SUPPLIED PASSAGE>
SUMMARY OF THE INVENTION
[0008] Accordingly, the present invention is intended to provide a
thermal adhesive, which may exhibit a superior heat dissipation
effect even when used in a small amount.
[0009] In particular, the present invention is intended to provide
a thermal adhesive having high heat conductivity through a novel
inorganic filler combination.
[0010] In particular, the present invention is intended to provide
a thermal adhesive having high heat conductivity through a
combination of two or more inorganic fillers.
[0011] The present invention provides a thermal adhesive comprising
a resin component including an epoxy resin and an inorganic filler,
in which the inorganic filler includes tetrapod zinc oxide and
alumina nanofiber.
[0012] In particular, the inorganic filler may further include at
least one selected from among spherical alumina, AlN and BN.
[0013] In particular, the AlN and the BN may be AlN nanofiber and
BN nanofiber, respectively.
[0014] In particular, the resin component may further include a
curing agent and a catalyst.
[0015] In particular, the resin component may further include at
least one of a defoaming agent and a dispersant.
[0016] In particular, the inorganic filler may be used in an amount
of 70 to 95 wt % based on the total weight of the thermal
adhesive.
[0017] In particular, the total amount of the tetrapod zinc oxide
and the alumina nanofiber may be 1 to 10 wt % based on the total
weight of the thermal adhesive.
[0018] A thermal adhesive, prepared by the method of the present
invention, can exhibit very high heat conductivity even when small
amounts of tetrapod zinc oxide and alumina nanofiber are contained.
For example, the heat conductivity can be confirmed to increase
about 2 to 4 times in Examples of the present invention compared to
the Comparative Example. This increase in heat conductivity is
particularly meaningful because there is no need to use large
amounts of tetrapod zinc oxide and aluminum nanofiber.
DETAILED DESCRIPTION OF THE INVENTION
[0019] The present invention pertains to a thermal adhesive
containing a resin component including epoxy and an inorganic
filler.

GIVEN DATA>
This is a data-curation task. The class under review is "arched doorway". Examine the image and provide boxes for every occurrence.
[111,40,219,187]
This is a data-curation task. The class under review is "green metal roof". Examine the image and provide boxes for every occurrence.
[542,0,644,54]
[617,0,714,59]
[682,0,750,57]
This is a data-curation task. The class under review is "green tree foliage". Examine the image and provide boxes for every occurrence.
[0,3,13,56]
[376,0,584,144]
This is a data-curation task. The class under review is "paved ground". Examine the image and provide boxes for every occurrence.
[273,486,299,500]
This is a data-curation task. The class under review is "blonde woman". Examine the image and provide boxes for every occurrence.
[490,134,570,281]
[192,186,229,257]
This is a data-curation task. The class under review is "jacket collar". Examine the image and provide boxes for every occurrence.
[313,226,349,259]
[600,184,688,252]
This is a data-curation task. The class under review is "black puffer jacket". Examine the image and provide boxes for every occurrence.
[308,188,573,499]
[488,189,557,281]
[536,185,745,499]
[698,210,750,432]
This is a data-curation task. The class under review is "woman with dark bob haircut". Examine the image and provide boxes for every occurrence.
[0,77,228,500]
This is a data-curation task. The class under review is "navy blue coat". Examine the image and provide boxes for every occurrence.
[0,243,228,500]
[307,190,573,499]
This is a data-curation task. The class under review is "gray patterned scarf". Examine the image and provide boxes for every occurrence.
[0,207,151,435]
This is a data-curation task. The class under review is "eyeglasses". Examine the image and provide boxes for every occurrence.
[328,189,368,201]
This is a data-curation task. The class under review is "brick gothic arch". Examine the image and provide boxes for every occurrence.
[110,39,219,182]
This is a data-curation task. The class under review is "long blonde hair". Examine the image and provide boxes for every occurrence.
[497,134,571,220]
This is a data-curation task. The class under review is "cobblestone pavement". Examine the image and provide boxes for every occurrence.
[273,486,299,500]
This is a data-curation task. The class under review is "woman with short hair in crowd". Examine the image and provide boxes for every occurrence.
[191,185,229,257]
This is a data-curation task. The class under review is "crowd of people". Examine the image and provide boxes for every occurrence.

TASK INSTRUCTIONS>
**A)** From the thermal adhesive text, translate this sentence into Spanish: "In particular, the resin component may further include a curing agent and a catalyst."
**B)** Reproduce the part of the thermal adhesive text that starts at the words "[0017] In particular, the" and stops after the words "the thermal adhesive.".

RESULTS OF THE TASKS>
**A)** En particular, el componente de resina puede incluir además un agente de curado y un catalizador.

**B)**
[0017] In particular, the total amount of the tetrapod zinc oxide
and the alumina nanofiber may be 1 to 10 wt % based on the total
weight of the thermal adhesive.